** begin Data shown **

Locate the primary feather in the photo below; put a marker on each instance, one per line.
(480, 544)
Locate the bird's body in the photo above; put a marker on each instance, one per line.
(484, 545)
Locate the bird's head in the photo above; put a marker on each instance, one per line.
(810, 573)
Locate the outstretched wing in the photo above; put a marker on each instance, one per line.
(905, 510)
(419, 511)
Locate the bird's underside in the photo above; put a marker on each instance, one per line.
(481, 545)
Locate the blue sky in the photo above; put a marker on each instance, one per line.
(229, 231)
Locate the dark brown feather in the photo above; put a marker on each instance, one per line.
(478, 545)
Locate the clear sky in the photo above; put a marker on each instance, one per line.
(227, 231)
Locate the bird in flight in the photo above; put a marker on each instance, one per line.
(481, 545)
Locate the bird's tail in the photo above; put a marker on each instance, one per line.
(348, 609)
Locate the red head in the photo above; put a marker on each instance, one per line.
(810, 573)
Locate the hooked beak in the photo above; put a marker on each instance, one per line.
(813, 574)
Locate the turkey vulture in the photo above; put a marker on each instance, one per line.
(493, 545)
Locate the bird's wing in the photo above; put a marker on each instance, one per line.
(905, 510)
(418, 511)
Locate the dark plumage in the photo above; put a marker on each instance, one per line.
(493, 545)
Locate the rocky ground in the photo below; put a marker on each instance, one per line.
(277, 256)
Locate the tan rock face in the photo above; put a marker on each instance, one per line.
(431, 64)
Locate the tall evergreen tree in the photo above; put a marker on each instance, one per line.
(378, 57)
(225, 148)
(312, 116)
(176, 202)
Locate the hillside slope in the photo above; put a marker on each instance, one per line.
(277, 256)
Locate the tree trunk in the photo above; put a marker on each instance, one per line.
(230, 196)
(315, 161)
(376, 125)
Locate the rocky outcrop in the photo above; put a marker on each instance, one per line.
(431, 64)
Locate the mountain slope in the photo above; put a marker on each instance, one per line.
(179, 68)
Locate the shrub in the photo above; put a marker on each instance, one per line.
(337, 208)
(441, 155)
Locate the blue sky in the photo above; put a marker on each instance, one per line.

** end Data shown **

▶ **Requirement**
Rewrite all the records above, changing "put a marker on" to "place a point on" everywhere and leaving everything else as it is.

▶ **Task answer**
Locate the primary feather in the photo below; place a point on each instance, one per line.
(480, 544)
Locate the bird's body in the photo above; place a point on each instance, one per line.
(484, 545)
Locate the bird's head in the photo above; place a point on each instance, one per line.
(810, 573)
Locate the outstretched wing in the photo above; place a point on each instance, one per line.
(905, 510)
(419, 511)
Locate the bird's underside in the photo above; place a point on each instance, one per line.
(481, 545)
Locate the blue sky in the photo above; place a point on each instance, one per line.
(229, 231)
Locate the dark brown feather in the photo above; place a point on each instance, one per line.
(478, 545)
Locate the clear sky in the photo above; place a point on each instance, one per line.
(227, 231)
Locate the bird in flight in the photo above; place a point on each instance, one per line.
(481, 545)
Locate the bird's tail in the photo above; place a point on each instance, one per line.
(348, 609)
Locate the red head in the photo above; place a point on each instance, one per line.
(810, 573)
Locate the hooked beak in the photo above; place a point on each instance, one per line.
(813, 574)
Locate the turkey vulture in the photo above; place a point on each instance, one per line.
(493, 545)
Locate the bird's wing in the photo above; place a point on each instance, one per line.
(905, 510)
(418, 511)
Locate the dark plumage in the photo above; place a point on each instance, one per line.
(493, 545)
Locate the rocky ground in the photo below; place a point on each instance, one per line.
(277, 256)
Locate the tan rock face in the photo above; place a point on each instance, one per line.
(431, 64)
Locate the tall evergreen tree in the photo above; place a point on each instance, one per line.
(378, 57)
(225, 148)
(312, 116)
(176, 202)
Locate the hillside slope in the photo above; place a point on each instance, one per line.
(277, 256)
Locate the tree trunk in the photo above; place a point on each instance, one per line.
(230, 196)
(315, 161)
(376, 125)
Locate the rocky outcrop in the photo above; place a point on each instance, one per line.
(431, 64)
Locate the mountain slope in the photo above; place a point on each instance, one per line.
(179, 68)
Locate the shrub in the photo above; place a point on each instance, one per line.
(337, 208)
(441, 155)
Locate the blue sky in the photo above; place a point on each instance, one per line.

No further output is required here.